For every line below, set down an identical copy.

__Extracted records__:
++++++

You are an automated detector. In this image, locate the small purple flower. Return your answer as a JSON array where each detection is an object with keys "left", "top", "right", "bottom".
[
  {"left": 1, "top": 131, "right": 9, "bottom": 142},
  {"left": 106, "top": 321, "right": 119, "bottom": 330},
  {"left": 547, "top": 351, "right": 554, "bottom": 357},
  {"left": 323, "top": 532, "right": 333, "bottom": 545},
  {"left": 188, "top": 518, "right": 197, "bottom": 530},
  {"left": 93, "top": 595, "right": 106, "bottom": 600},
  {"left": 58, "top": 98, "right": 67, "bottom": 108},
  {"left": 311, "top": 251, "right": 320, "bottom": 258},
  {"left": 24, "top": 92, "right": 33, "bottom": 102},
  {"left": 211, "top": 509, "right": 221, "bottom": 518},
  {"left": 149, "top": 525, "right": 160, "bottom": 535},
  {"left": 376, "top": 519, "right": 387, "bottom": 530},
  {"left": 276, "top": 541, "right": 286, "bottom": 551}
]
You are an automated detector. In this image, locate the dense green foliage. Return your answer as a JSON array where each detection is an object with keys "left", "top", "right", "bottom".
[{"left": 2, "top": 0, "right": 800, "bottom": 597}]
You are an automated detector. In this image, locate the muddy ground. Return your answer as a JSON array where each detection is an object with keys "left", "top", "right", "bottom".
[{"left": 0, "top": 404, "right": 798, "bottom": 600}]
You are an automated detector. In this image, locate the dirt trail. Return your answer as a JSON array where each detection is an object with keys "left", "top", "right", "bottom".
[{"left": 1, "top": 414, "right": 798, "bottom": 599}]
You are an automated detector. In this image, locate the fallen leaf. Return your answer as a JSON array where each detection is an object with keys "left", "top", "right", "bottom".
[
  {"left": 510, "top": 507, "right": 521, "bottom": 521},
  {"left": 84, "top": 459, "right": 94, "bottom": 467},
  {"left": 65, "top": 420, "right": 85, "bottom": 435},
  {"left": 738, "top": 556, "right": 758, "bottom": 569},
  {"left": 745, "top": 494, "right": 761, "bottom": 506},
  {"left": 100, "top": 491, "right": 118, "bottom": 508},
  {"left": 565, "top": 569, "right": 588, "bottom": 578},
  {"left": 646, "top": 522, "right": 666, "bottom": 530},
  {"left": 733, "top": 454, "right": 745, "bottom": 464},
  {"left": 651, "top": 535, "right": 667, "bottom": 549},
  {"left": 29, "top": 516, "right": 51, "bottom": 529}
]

++++++

__Your response__:
You are an automated detector. In this image, locate the small purple flower. Return your answer as a JSON array where each detection is an object with keys "left", "top", "right", "bottom".
[
  {"left": 1, "top": 131, "right": 9, "bottom": 142},
  {"left": 106, "top": 321, "right": 119, "bottom": 330},
  {"left": 547, "top": 351, "right": 554, "bottom": 357},
  {"left": 323, "top": 532, "right": 333, "bottom": 545},
  {"left": 188, "top": 518, "right": 197, "bottom": 530},
  {"left": 93, "top": 595, "right": 106, "bottom": 600},
  {"left": 58, "top": 98, "right": 67, "bottom": 108},
  {"left": 311, "top": 251, "right": 320, "bottom": 258},
  {"left": 24, "top": 92, "right": 33, "bottom": 102},
  {"left": 211, "top": 509, "right": 221, "bottom": 518},
  {"left": 149, "top": 525, "right": 160, "bottom": 535},
  {"left": 376, "top": 519, "right": 387, "bottom": 530},
  {"left": 276, "top": 541, "right": 286, "bottom": 551}
]
You are an automated detector. In this image, locate the dense green foliage. Return your answer as a JSON array where each detection is an object with keys "left", "top", "right", "bottom".
[{"left": 2, "top": 0, "right": 800, "bottom": 597}]
You are an automated detector. In this image, locate the muddy ground. Return your answer as a JSON array where each detection is an object with keys "left", "top", "right", "bottom".
[{"left": 0, "top": 404, "right": 798, "bottom": 600}]
You are an automated detector. In this image, locate the dirt trail. Return your answer as a JSON array where each detection is an object with keys "left", "top", "right", "bottom".
[{"left": 1, "top": 414, "right": 798, "bottom": 599}]
You are an automated detector. In this image, locate the fallen leaf. Return your answer as a JSON array where each detection is an object with keys "left", "top", "right", "bottom".
[
  {"left": 510, "top": 507, "right": 521, "bottom": 521},
  {"left": 84, "top": 459, "right": 94, "bottom": 467},
  {"left": 65, "top": 420, "right": 85, "bottom": 435},
  {"left": 738, "top": 556, "right": 758, "bottom": 569},
  {"left": 745, "top": 494, "right": 761, "bottom": 506},
  {"left": 100, "top": 491, "right": 118, "bottom": 508},
  {"left": 565, "top": 569, "right": 588, "bottom": 578},
  {"left": 646, "top": 522, "right": 666, "bottom": 530},
  {"left": 733, "top": 454, "right": 745, "bottom": 464},
  {"left": 651, "top": 535, "right": 667, "bottom": 549},
  {"left": 29, "top": 516, "right": 51, "bottom": 529}
]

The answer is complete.